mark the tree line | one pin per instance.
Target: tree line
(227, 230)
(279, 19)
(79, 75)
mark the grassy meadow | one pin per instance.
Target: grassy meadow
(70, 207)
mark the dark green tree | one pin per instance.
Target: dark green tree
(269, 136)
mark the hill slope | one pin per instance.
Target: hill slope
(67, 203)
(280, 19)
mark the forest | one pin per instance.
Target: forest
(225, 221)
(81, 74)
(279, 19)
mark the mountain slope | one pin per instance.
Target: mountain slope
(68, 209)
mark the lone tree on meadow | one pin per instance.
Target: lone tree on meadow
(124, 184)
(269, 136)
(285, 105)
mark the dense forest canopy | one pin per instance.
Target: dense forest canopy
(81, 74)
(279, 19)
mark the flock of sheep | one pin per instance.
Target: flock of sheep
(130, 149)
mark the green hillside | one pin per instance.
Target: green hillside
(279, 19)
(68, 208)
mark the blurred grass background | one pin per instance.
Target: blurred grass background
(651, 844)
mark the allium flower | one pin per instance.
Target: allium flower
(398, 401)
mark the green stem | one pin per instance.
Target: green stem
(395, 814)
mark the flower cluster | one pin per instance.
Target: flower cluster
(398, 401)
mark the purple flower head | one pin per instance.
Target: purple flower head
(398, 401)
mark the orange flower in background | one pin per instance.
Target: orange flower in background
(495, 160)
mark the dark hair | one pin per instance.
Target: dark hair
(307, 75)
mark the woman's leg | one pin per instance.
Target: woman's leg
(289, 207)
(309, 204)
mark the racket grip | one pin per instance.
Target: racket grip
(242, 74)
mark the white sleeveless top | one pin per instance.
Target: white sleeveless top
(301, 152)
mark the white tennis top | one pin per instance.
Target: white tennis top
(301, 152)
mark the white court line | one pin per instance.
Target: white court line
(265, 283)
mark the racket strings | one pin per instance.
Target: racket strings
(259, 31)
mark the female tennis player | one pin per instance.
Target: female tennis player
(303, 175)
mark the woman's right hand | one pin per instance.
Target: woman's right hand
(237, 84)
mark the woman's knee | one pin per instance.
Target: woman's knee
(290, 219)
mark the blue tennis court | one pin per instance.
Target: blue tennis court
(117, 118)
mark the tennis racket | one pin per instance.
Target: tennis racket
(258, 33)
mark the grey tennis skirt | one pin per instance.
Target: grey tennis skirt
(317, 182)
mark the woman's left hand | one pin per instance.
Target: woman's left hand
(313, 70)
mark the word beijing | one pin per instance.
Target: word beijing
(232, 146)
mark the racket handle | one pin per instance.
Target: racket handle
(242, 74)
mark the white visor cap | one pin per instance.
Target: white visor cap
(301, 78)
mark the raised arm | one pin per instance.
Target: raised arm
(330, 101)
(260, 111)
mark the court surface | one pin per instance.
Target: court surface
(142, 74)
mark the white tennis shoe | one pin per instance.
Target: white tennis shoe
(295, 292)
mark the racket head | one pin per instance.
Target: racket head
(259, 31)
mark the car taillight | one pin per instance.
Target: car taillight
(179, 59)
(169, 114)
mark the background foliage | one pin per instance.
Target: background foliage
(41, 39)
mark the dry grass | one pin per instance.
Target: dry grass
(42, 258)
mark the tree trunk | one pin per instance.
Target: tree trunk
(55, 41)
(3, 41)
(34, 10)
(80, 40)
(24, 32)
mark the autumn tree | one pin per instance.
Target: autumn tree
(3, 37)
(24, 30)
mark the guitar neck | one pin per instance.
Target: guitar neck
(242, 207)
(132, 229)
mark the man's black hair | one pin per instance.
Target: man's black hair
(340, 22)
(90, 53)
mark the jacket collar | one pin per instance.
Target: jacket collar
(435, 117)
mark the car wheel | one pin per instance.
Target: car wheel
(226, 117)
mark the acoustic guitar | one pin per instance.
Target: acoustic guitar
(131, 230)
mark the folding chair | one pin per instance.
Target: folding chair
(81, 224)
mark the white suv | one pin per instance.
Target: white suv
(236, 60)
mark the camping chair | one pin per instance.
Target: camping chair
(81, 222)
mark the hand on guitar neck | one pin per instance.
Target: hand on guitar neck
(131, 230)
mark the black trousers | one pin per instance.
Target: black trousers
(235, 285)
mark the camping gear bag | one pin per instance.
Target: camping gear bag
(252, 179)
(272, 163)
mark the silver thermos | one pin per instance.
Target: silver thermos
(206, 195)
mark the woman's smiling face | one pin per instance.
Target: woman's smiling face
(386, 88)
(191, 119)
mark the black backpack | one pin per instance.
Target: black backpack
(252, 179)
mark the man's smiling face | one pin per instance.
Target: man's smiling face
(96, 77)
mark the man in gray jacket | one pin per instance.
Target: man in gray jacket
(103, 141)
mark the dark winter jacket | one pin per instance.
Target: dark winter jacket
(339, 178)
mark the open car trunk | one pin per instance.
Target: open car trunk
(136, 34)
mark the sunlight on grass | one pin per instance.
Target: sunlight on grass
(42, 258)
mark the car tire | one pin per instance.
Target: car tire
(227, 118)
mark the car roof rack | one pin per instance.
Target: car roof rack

□ □ □ □ □ □ □

→ **EXERCISE REQUIREMENTS**:
Above are the records; from them, give again exactly the lines from the one containing "mark the man's smiling" to the one containing "mark the dark winter", both lines included, and nothing more.

→ **RESPONSE BELOW**:
mark the man's smiling face | one pin per instance.
Target: man's smiling face
(96, 77)
mark the man in gray jacket | one pin per instance.
Target: man in gray jacket
(103, 141)
mark the dark winter jacket | one pin per instance.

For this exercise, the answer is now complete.